+++ TEXTO DE LEITURA
Nesta época atuou como repórter fotográfico nos jornais Diário de Notícias, Semanário Domingão, A Cidade e no Jornal de Sertãozinho. Já nos anos 1980 foi diretor do então Jornal de Ribeirão e do Jornal da Agropecuária, ambos pertencentes ao grupo Unaerp.
Neste período também foi coordenador do Projeto Rondon em Ribeirão Preto, uma parceria do Governo Federal realizada com os Governos Estadual e Municipal que, em parceria com as Instituições de Ensino Superior, tinha como objetivo somar esforços com as lideranças comunitárias e com a população, para a promoção da cidadania.
No final da década de 1990 fundou o semanário Enfim que se tornou referência na cidade por seu pioneirismo. Por sua redação passaram jornalistas como José Fernando Chiavenato, Carmem Cagno, Matilde Leone, Silvia Pereira, Helba Diniz, o já falecido Carlos Severino, o cartunista Pelicano e o repórter fotográfico Júlio Sian, entre outros.
Na época de faculdade, Zé Mário chegou a enveredar pelo teatro como autor da peça “Fala Zé”, encenada entre os anos de 1976 e 1977. O espetáculo que tinha como protagonistas os então colegas de universidade, Helen Albertin e Ivan Caires, foi premiado em um Festival Universitário realizado em Ribeirão Preto. Narrava a realidade de um casal operário diante da situação econômica e social do país em pleno Regime Militar. Também foram companheiros de faculdade dele, entre outros, Vera Moquenco, ex-diretora do jornal A Cidade e o jornalista Adilson de Freitas.
Um fato curioso protagonizado por Zé Mário e seus amigos de faculdade diz respeito ao livro Zero do escritor Ignácio de Loyola Brandão publicado originalmente em 1974, na Itália, após ter sido recusado por várias editoras brasileiras. Sua primeira edição nacional veio apenas um ano depois, mas em 1976 foi proibido em todo o país pelo Ministério da Justiça, por ser considerado atentatório à moral e aos bons costumes. Tem como um dos temas principais a repressão e o desejo de liberdade.
Sem poder comprar o livro proibido, os alunos fizeram cópias por xerox do livro e fizeram rodizio de três dias por aluno, para que todos pudessem lê-lo. A admiração pelo escritor foi tanta que a convite dos alunos Loyola acabou sendo o paraninfo da formatura deles em 1979.
++++++
+++ DADOS FORNECIDOS
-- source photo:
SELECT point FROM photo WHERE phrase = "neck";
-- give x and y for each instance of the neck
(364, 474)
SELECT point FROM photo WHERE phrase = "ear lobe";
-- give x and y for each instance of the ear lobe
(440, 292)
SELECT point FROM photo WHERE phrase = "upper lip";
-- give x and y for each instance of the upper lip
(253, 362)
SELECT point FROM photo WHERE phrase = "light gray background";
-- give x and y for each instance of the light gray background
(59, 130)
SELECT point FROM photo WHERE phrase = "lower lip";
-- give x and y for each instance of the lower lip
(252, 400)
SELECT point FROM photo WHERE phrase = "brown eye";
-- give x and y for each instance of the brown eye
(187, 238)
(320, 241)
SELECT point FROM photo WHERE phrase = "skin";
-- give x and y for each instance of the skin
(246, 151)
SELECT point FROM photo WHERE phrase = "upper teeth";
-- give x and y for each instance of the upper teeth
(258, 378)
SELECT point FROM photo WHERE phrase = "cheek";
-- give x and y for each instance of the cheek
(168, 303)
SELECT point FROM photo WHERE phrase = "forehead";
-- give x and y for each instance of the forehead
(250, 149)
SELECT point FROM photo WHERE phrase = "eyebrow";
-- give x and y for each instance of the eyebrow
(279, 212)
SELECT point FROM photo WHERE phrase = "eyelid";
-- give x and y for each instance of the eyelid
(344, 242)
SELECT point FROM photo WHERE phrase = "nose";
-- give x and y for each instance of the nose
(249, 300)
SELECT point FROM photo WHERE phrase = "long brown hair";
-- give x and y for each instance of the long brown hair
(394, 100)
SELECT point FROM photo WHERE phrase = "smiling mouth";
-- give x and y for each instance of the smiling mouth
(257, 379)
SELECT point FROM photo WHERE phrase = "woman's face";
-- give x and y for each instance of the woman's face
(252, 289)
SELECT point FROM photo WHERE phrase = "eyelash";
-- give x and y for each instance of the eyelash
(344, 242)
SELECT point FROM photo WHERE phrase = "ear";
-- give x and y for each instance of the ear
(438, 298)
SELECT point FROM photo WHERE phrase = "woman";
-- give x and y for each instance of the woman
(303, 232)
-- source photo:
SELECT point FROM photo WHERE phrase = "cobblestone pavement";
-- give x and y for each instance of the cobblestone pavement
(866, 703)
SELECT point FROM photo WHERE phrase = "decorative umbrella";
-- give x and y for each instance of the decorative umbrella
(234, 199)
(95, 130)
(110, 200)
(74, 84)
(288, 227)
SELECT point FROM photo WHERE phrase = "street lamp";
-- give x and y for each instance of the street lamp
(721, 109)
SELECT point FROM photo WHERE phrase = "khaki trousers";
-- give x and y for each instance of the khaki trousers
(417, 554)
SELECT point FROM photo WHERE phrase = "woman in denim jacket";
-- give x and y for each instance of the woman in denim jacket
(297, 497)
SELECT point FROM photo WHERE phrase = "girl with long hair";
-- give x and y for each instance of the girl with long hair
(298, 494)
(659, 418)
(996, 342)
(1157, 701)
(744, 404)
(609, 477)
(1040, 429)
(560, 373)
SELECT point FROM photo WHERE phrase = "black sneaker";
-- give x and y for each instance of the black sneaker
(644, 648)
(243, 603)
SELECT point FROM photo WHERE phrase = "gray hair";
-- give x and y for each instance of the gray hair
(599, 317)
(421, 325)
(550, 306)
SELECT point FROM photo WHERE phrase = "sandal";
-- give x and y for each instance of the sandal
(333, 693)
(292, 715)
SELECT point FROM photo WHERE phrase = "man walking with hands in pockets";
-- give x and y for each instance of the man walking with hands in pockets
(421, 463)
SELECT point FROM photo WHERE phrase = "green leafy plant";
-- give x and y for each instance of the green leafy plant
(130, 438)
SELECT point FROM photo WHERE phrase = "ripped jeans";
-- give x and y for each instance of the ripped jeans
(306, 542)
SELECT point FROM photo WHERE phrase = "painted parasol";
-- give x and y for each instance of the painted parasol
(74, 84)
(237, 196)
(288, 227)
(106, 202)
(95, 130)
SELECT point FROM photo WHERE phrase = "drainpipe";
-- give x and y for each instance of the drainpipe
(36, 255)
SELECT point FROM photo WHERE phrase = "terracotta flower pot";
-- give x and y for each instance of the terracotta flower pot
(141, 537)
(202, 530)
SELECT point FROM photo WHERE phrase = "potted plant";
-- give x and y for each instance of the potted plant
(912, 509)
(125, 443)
++++++
■ **VERIFIQUE SUA COMPREENSÃO**:
**a.** Reproduza o trecho do texto sobre Zé Mário entre "Nesta época atuou" e "ao grupo Unaerp.", inclusive.
**b.** Prossiga com o texto sobre a trajetória de Zé Mário a partir do ponto em que ele termina.

■ **RESPOSTAS DOS EXERCÍCIOS**:
**a.**
Nesta época atuou como repórter fotográfico nos jornais Diário de Notícias, Semanário Domingão, A Cidade e no Jornal de Sertãozinho. Já nos anos 1980 foi diretor do então Jornal de Ribeirão e do Jornal da Agropecuária, ambos pertencentes ao grupo Unaerp.

**b.**
O que dizer do Zé?
O Zé Mário era aquele cara tranquilo, amigo e muito determinado com o seu Jornal Enfim. Acreditava no bom jornalismo impresso e lutou muito pra manter o semanário vivo. Muitas vezes discutimos sobre a grande dificuldade de manter um veículo de comunicação na cidade.
Quem o conhecia de perto sabe que muitas vezes ele usou a gráfica que tinha para poder manter o jornal e, quando faltava anunciante, ele bancava. O Zé Mário foi também meu professor de fotografia. Ele ensinou uma boa parte dos profissionais que saíram do curso de jornalismo e publicidade da Unaerp. Foi um lutador incansável para a manutenção do seu sonho. Um exemplo de um jornalista que amava o seu ofício.
Perdi um grande amigo!
Zé Mário era um otimista ‘incorrigível’, sempre alegre e de um humor fino, próprio das pessoas inteligentes e experientes. Fazia uma espécie de sátira, frente às dificuldades que a comunicação nos impõe no dia-a-dia, com um bordão: “estamos sobrevivendo, apesar da crise”.
Vivemos do mercado, das assinaturas e da publicidade em nossos jornais, mas temos que respeitar a ética, denunciar, lutar contra interesses econômicos, ‘enfim’, exercer a profissão no fio da navalha. Todos os dias. Que possamos, um dia, como ele, descansar em paz, tão querido por todos!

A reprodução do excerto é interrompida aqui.